Start of Quoted passage
For Boards of Directors (BODs), this requires developing new ways to carry out their fiduciary responsibility to shareholders, and oversight responsibility for managing business risk. Directors can no longer abdicate oversight of cybersecurity or simply delegate it to operating managers. They must be knowledgeable leaders who prioritize cybersecurity and personally demonstrate their commitment. Many directors know this, but still seek answers on how to proceed.
HBR has posted a sensible write up on cybersecurity question – how do you assign responsibility? Ideally, there should be a component of IT directions in the leadership team. There should be clear protocols on layers of defence. Like every structured document, there are a list of best practises under the NIST Framework (recommended in the write up)
End of Quoted passage
Start of Dataset extract
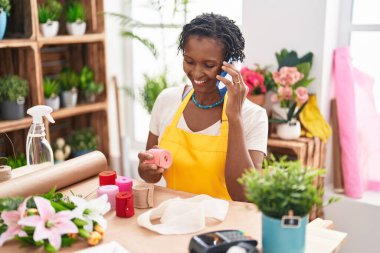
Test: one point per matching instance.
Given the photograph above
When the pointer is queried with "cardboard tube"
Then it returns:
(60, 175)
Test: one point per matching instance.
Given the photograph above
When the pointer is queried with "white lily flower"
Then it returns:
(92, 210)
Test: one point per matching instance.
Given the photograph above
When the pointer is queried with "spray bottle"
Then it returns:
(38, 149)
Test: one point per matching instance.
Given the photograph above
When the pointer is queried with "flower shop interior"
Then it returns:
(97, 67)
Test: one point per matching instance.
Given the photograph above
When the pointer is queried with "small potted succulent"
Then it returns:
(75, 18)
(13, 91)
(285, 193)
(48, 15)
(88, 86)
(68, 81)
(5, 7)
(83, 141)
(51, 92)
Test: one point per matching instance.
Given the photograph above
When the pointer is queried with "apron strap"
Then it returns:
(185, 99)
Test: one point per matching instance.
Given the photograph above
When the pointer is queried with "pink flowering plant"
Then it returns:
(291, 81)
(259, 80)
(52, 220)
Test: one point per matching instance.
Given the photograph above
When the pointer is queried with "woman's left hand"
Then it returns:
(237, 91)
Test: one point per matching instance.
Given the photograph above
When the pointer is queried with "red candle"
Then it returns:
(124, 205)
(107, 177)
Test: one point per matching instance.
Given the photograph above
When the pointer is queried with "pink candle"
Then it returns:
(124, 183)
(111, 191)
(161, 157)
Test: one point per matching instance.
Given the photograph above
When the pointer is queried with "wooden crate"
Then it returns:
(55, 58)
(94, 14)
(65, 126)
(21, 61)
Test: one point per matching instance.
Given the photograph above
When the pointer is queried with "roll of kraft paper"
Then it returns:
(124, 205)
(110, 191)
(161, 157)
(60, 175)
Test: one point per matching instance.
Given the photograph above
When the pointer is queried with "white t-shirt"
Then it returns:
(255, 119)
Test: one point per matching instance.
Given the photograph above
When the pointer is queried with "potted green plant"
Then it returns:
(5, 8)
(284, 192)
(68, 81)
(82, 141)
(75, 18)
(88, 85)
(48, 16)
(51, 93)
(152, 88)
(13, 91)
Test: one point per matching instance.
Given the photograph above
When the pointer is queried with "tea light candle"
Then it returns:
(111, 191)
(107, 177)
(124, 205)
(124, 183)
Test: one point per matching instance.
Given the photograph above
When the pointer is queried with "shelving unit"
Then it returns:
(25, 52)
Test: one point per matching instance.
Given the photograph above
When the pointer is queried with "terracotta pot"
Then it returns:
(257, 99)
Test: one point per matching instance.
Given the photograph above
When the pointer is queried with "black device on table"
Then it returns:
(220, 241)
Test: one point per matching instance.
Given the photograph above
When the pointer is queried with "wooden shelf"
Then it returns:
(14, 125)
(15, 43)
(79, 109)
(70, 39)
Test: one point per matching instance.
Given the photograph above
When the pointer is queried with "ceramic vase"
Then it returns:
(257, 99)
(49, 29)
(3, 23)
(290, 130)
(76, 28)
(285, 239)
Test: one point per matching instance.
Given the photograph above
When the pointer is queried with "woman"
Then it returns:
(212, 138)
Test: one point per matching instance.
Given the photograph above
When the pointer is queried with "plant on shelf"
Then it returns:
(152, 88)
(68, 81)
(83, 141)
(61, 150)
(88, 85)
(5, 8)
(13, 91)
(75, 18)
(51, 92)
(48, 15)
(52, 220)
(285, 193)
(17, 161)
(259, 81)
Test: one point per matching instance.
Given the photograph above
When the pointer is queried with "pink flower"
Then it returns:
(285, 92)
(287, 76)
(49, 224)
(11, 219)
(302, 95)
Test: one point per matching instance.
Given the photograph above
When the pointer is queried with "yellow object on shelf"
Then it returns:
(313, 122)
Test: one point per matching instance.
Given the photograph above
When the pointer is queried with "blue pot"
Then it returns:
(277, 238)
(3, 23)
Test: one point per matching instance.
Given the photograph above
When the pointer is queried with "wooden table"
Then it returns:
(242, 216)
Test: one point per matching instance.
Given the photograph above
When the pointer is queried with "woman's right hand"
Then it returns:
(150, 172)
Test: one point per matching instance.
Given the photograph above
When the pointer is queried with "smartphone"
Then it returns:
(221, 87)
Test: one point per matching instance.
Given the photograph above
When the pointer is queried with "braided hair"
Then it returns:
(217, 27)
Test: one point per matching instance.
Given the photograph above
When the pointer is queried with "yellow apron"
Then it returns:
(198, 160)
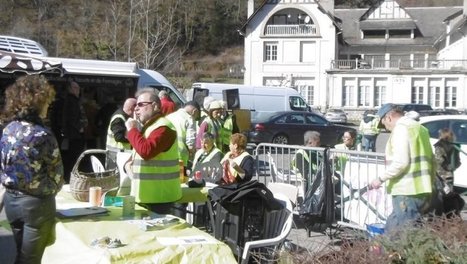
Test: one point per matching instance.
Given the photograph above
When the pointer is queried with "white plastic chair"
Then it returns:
End of Dataset extract
Task statement
Continue the text about boards of directors and cybersecurity oversight from the point where it stops. The records are separate material and are not part of the text.

Answer to this exercise
Here’s something instructive:
If a ransom is sought, what is our policy about paying it? Although the board is not likely to be part of the detailed response plan itself, the BOD does want to be sure that there is a plan. Which executives and leaders are part of the response plan? What is their role? What are the communications plans (after all, if systems are breached or unreliable, how will we communicate?). Who alerts authorities? Which authorities are alerted? Who talks to the press? Our customers? Our suppliers? Having a plan is critical to responding appropriately. It’s highly unlikely the plan will be executed exactly as designed, but you don’t want to wait until a breach happens to start planning how to respond.
All of this assumes more importance for the healthcare. The extent of breaches (and consequences thereof) are critical to ensure “business-continuity” and patient care. Always keep the pen-and-paper handy. It should be kept in parallel and not allowed to get into redundancy.